CemerlangMedia.Com — Kasus rudapaksa kembali terjadi, kali ini di Tapanuli Tengah dengan jumlah korban yang baru melapor sekitar 30 orang anak laki-laki di bawah umur. Pelaku HCP (26) hingga hari ini masih buron dan masuk dalam DPO. Mirisnya, tersangka merupakan seorang berpendidikan dan pernah meraih IPK Cumlaude di kampusnya (26-11-2023).
Tingginya kasus rudapaksa terhadap anak di bawah umur yang kian marak hari ini bak fenomena gunung es. Ketidaktegasan aparatur hukum dalam menindaklanjuti dan memberikan hukuman kepada para tersangka menjadi salah satu penyebab makin tingginya kasus rudapaksa. Apalagi jika pelaku rudapaksa hanya dijatuhi hukuman ringan, tentu tidak akan pernah menimbulkan efek jera. Maka hal ini sangat membahayakan kelangsungan hidup anak-anak ke depannya.
Persoalan rudapaksa terjadi akibat pembinaan keluarga yang belum sempurna. Anak yang belum paham terkait bahaya dan tidak memahami rambu-rambu dalam pergaulan berpotensi mengalami hal demikian. Apalagi jika suami dan istri tidak bisa bekerja sama dalam memberikan pendidikan terhadap buah hatinya, khususnya pendidikan agama.
Padahal sejatinya, pendidikan agama begitu penting ditanamkan sejak kecil. Mengingat pada sistem yang ada saat ini, yakni sekularisme, agama sudah dijauhkan dari kehidupan dan tidak lagi mengatur seluruh aspek kehidupan. Sebaliknya, masyarakat justru diatur oleh hukum dan aturan yang dibuat para manusia sehingga makin tampak nyata kerusakan pada tatanan kehidupan masyarakat.
Kondisi ini juga makin diperparah dengan tidak adanya regulasi tegas terhadap media. Ya, media hari ini lebih banyak menyuguhkan tontonan yang tidak layak menjadi tuntunan. Padahal kondisi tersebut bisa mendorong fantasi negatif bagi siapa saja yang menontonnya, tak terkecuali anak-anak. Bahkan yang lebih miris, negara kita saat ini sedang dihantui oleh bayang-bayang cabul kronis yang notabene korbannya adalah anak-anak di bawah umur.
Sementara itu, di dalam Islam telah disebutkan bahwa mendekati zina saja tidak boleh, apalagi sampai melakukannya. Oleh karenanya, Islam menetapkan bahwa perbuatan rudapaksa atau pelecehan seksual dengan bentuk atau melalui media apa pun dihukumi haram dan dilarang karena hal tersebut bisa mengganggu kenyamanan hidup seseorang.

● **DATA YANG DIBERIKAN**:

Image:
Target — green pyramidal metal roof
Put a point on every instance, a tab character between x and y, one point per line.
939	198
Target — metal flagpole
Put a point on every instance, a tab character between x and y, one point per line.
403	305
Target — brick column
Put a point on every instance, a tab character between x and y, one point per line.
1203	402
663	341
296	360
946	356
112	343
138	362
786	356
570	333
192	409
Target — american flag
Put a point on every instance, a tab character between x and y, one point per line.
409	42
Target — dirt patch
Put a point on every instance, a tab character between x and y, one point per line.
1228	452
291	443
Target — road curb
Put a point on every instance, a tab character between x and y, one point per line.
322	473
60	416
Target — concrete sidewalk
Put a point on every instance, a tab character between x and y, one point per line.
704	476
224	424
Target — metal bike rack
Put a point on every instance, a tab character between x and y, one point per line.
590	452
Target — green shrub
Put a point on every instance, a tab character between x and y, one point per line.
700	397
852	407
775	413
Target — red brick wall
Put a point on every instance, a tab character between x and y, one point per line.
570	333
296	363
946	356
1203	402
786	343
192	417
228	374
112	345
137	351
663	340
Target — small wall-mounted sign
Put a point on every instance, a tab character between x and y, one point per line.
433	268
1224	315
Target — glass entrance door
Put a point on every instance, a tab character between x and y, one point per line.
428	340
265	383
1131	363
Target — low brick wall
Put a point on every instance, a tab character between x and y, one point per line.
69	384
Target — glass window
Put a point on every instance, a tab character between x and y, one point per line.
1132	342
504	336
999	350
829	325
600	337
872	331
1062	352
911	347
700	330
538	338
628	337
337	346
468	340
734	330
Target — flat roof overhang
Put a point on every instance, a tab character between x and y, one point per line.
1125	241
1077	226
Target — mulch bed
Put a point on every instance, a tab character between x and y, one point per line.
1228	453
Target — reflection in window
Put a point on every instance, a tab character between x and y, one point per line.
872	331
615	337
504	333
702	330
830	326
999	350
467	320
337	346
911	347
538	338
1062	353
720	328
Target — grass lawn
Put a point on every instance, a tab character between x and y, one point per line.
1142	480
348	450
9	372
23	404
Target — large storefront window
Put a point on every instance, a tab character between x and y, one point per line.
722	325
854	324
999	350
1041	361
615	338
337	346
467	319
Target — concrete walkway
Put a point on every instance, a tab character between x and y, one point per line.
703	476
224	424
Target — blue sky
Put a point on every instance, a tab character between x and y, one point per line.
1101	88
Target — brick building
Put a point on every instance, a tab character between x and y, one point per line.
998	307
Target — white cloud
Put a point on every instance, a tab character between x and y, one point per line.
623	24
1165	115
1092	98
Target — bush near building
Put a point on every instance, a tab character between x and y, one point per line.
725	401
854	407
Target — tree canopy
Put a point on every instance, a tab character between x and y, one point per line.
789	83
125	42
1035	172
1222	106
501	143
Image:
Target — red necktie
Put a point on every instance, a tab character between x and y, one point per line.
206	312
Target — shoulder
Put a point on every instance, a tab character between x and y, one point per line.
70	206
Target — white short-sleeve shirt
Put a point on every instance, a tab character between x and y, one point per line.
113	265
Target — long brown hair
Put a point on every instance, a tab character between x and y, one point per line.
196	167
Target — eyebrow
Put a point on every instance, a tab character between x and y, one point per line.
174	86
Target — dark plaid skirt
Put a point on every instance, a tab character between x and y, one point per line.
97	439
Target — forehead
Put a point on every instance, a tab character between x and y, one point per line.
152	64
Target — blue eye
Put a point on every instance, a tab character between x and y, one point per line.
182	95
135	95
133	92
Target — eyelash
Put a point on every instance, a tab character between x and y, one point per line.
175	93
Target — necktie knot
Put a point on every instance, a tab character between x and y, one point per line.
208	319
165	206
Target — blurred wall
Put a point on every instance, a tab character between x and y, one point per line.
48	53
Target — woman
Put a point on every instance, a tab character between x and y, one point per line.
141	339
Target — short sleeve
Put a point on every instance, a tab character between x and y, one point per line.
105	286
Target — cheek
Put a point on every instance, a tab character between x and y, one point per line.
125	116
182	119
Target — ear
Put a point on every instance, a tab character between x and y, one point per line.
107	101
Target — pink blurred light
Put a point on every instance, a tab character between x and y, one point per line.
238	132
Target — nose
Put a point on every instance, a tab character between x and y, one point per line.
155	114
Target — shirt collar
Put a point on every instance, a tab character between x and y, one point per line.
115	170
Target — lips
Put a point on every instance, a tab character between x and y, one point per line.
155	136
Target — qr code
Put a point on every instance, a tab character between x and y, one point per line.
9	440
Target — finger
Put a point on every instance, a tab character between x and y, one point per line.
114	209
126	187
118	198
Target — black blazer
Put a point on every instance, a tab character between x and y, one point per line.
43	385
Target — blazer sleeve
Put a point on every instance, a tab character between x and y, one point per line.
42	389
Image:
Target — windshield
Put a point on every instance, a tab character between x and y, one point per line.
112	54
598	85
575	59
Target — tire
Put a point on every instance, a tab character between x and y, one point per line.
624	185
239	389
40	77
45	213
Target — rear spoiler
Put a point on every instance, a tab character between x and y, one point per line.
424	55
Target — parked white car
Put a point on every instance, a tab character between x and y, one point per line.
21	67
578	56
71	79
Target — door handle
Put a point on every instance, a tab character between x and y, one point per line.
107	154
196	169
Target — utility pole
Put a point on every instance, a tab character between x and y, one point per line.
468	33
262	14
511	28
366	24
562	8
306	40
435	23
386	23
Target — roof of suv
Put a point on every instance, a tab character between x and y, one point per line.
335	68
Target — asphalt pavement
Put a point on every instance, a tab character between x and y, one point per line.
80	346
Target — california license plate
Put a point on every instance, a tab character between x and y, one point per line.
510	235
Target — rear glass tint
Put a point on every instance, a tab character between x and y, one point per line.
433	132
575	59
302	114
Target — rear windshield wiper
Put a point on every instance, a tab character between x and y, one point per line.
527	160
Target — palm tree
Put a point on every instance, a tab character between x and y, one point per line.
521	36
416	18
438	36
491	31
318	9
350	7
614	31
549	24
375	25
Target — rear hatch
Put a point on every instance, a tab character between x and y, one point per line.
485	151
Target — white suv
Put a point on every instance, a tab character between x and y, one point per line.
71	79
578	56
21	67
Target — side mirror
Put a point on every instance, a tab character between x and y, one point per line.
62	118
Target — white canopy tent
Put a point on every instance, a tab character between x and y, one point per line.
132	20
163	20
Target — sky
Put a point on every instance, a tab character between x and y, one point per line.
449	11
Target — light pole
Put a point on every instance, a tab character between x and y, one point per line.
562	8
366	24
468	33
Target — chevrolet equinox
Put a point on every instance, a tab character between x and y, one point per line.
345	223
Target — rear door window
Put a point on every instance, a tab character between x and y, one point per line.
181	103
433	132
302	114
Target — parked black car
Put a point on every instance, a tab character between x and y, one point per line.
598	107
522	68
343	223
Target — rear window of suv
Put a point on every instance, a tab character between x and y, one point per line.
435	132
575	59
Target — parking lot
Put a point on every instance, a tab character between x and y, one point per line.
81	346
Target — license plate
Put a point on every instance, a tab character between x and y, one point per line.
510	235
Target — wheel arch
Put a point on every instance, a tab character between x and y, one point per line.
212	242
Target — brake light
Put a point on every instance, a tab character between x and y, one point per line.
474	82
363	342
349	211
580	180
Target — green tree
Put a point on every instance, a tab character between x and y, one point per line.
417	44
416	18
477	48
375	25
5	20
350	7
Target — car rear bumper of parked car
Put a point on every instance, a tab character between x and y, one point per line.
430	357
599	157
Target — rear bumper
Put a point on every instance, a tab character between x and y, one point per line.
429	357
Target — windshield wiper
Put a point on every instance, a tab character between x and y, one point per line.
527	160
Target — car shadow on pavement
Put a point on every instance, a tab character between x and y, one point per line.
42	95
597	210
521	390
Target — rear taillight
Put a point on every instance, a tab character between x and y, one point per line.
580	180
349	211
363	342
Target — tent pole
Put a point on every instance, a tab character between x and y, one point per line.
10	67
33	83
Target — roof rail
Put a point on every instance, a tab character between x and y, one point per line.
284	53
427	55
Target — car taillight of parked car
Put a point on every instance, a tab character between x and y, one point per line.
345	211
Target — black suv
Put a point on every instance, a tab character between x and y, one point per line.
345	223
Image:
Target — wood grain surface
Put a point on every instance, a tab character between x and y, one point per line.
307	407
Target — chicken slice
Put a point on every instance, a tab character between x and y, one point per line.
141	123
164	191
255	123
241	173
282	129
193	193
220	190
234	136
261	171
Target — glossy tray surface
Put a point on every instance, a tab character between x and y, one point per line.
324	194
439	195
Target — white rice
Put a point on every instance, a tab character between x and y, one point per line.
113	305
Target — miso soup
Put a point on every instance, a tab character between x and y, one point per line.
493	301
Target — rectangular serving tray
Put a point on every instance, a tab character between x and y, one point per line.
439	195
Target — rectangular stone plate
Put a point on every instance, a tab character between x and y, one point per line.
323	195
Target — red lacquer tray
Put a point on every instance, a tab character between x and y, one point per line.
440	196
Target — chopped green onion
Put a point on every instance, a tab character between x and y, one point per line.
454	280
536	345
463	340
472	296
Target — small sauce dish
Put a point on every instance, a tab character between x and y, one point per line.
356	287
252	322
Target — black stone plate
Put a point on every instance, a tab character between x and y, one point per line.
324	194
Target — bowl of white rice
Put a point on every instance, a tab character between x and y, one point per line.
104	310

● **PETUNJUK PENGERJAAN**:
Lanjutkan tulisan tentang kasus rudapaksa anak di Tapanuli Tengah setelah kalimat terakhirnya.

● **JAWABAN LATIHAN**:
Lebih lanjut, dalam hukum Islam, tindak pidana pelecehan seksual merupakan jarimah ta’zir. Namun, jarimah pelecehan seksual tidak diatur secara terperinci di dalam Al-Qur’an dan juga hadis sebagaimana jarimah had. Walaupun demikian, para pelaku pelecehan tersebut tetap akan dihukumi dengan hukuman yang setimpal sehingga menimbulkan efek jera. Jarimah pelecehan merupakan jarimah ta’zir yang berkaitan dengan kejahatan terhadap kehormatan serta kerusakan akhlak. Aturan tersebut jelas menjadi alarm bagi siapa pun agar tidak melakukan tindak pelecehan.
Untuk itu, penting bagi kita semua berjuang mengembalikan aturan hidup manusia yang hakiki kepada aturan yang bersumber langsung dari Allah Swt. karena semuanya sudah termaktub dengan jelas di dalam Al-Qur’an dan hadis. Seluruh hukum dan aturan tersebut hanya bisa direalisasikan di dalam sebuah sistem yang mampu menyelesaikan seluruh problem manusia saat ini, yaitu sistem Islam. Sejatinya, Islam sudah mengatur semuanya.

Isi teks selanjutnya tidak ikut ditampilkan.